Turn every line of the material below into a JSON list of strings, one string per line, skipping any blank lines.

## The input
☆ ☆ ☆ ☆ ☆ ☆ ☆
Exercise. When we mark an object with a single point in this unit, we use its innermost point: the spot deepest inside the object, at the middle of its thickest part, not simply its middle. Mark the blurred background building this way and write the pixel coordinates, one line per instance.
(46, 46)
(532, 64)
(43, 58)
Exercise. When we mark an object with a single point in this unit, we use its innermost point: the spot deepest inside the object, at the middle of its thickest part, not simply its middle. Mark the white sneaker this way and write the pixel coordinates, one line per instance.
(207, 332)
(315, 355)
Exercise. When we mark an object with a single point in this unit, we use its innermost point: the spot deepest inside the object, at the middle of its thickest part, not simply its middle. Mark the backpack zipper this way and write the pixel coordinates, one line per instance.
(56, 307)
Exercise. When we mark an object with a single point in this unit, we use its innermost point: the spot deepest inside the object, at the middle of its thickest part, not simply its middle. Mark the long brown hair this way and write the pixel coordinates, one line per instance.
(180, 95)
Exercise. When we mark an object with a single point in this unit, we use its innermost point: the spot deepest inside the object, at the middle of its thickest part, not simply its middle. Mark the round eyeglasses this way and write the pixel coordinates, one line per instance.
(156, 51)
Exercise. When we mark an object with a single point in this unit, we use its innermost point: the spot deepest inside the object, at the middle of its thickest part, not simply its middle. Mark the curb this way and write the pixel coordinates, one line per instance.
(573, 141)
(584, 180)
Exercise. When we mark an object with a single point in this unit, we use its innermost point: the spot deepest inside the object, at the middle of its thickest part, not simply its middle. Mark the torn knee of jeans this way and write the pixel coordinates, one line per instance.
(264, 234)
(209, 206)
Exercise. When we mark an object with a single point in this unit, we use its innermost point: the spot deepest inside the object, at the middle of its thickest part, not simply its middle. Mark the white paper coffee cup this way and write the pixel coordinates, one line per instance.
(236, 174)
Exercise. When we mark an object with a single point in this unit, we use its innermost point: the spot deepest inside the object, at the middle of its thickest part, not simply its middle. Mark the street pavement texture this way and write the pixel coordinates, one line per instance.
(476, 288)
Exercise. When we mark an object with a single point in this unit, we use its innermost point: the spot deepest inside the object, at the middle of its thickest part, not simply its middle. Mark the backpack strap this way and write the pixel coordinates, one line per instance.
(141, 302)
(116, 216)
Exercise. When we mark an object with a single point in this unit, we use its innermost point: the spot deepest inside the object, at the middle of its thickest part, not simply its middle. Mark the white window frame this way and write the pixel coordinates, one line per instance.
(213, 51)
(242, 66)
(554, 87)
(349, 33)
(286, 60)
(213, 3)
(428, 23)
☆ ☆ ☆ ☆ ☆ ☆ ☆
## Solution to this task
[
  "Exercise. When we mark an object with a single point in this unit, we use its innermost point: the spot deepest inside the object, at the middle of its thickest part, not simply its middle. Mark the blurred background building this way and write the pixel coordinates, one line per instance.",
  "(46, 46)",
  "(532, 64)",
  "(43, 58)",
  "Exercise. When we mark an object with a single point in this unit, we use its innermost point: the spot deepest inside the object, at the middle of its thickest part, not simply its middle. Mark the white sneaker this way and write the pixel coordinates, one line per instance.",
  "(207, 332)",
  "(315, 355)",
  "Exercise. When we mark an object with a single point in this unit, we use its innermost point: the spot deepest inside the object, at the middle of its thickest part, not simply its middle. Mark the backpack zipper this way and write the pixel coordinates, one line per instance.",
  "(56, 307)",
  "Exercise. When we mark an object with a single point in this unit, we use its innermost point: the spot deepest inside the object, at the middle of its thickest part, not simply its middle. Mark the long brown hair this way and write the pixel coordinates, one line per instance.",
  "(180, 95)",
  "Exercise. When we mark an object with a single point in this unit, we use its innermost point: the spot deepest inside the object, at the middle of its thickest part, not simply its middle. Mark the round eyeglasses this way and write the pixel coordinates, one line per instance.",
  "(156, 51)",
  "Exercise. When we mark an object with a single point in this unit, we use its innermost point: the spot deepest inside the object, at the middle of its thickest part, not simply its middle. Mark the curb this way and write the pixel coordinates, one line per instance.",
  "(573, 141)",
  "(584, 180)",
  "Exercise. When we mark an object with a single point in this unit, we use its innermost point: the spot deepest inside the object, at the middle of its thickest part, not simply its middle. Mark the torn knee of jeans this way and write the pixel coordinates, one line per instance.",
  "(264, 234)",
  "(209, 206)",
  "Exercise. When we mark an object with a single point in this unit, we use its innermost point: the spot deepest inside the object, at the middle of its thickest part, not simply its middle. Mark the white paper coffee cup this way and write the pixel coordinates, one line per instance.",
  "(236, 174)",
  "Exercise. When we mark an object with a single point in this unit, we use its innermost point: the spot deepest inside the object, at the middle of its thickest part, not simply its middle. Mark the street pavement texture this way and write the pixel coordinates, one line per instance.",
  "(476, 288)",
  "Exercise. When we mark an object with a single point in this unit, we use its innermost point: the spot deepest inside the object, at the middle of its thickest part, not simply its middle. Mark the backpack strap this way and write the pixel coordinates, one line per instance.",
  "(141, 302)",
  "(116, 216)",
  "Exercise. When we mark an object with a single point in this unit, we use its innermost point: the spot deepest inside the object, at the middle of its thickest part, not simply its middle. Mark the white window frame this way and write the pixel coordinates, one line per instance.",
  "(213, 51)",
  "(242, 66)",
  "(554, 87)",
  "(349, 33)",
  "(286, 60)",
  "(213, 3)",
  "(428, 23)"
]